• _AANGELEVERDE TEKST_
:::

Datum: 7 februari 2024
Auteur: Niesje Stelwagen
Dr. Julia Blum is een Jodin die in Letland opgroeide in een atheïstische omgeving. Nadat zij en haar man door de bestudering van de Bijbel de Here Jezus leerden kennen en Hem gingen belijden als hun Heer en Verlosser, emigreerden zij naar Israël.
De titel van het boek is een verwijzing naar Jesaja 12:3: ‘Dan zult gij met vreugde water scheppen uit de bronnen des heils’. De woorden van de ondertitel ‘majiem chajiem – levend water’ hebben in de Bijbel ook een geestelijke betekenis. Ze verwijzen naar Gods Levende Water dat de dorst van ons hart kan lessen. Julia Blum heeft dit boek geschreven om die geestelijke bronnen weer open te graven en daar ‘levend water’ te vinden.
Het lezen van dit boek was voor mij persoonlijk een grote zegen. Ik vond het zeer verrijkend, verrassend, leerzaam en opbouwend. Bijzonder boeiend zijn de verbindingen tussen het Oude en Nieuwe Testament, want die twee zijn onlosmakelijk met elkaar verbonden.
Het boek ziet er overzichtelijk uit. Het bestaat uit een woordje uitleg voor de Nederlandse en Vlaamse lezers, een inleiding, twee hoofddelen en een nawoord. De hoofddelen hebben als titel: ‘De verborgen schatten in de Hebreeuwse Schrift’ en ‘Schrift met Schrift vergelijken’. Beide bestaan uit 2 x 50 korte hoofdstukjes. (Minpuntje: een aantal drukfoutjes.)
Zeer verrijkend is de vele achtergrondinformatie waardoor je bepaalde Bijbelgedeelten beter gaat begrijpen, bijvoorbeeld waar het gaat over ‘een man met een kruik’ (Lukas 22:7-13).

:::

• _OVERZICHT GEGEVENS_

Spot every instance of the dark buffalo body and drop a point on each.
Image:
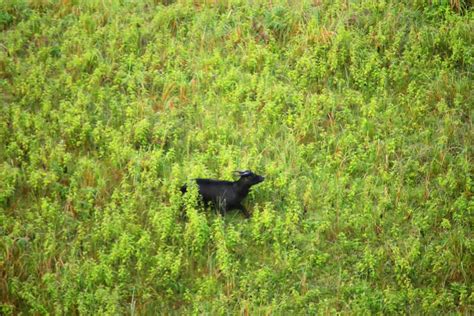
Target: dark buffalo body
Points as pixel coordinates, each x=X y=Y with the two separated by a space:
x=227 y=195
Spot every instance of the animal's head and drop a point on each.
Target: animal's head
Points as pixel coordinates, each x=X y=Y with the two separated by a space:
x=249 y=178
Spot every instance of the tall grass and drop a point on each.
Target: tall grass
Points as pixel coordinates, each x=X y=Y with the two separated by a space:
x=359 y=114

:::

• _WAT TE DOEN_
Vat de alinea uit de boekbespreking die begint met ‘Het boek ziet er overzichtelijk uit’ samen in een korte opsomming met de belangrijkste feiten.

• _UITWERKING_
- Het boek is overzichtelijk opgezet.
- Onderdelen: een woordje uitleg voor Nederlandse en Vlaamse lezers, een inleiding, twee hoofddelen en een nawoord.
- Eerste hoofddeel: ‘De verborgen schatten in de Hebreeuwse Schrift’.
- Tweede hoofddeel: ‘Schrift met Schrift vergelijken’.
- Beide hoofddelen bestaan uit 2 x 50 korte hoofdstukjes.
- Minpuntje: een aantal drukfoutjes.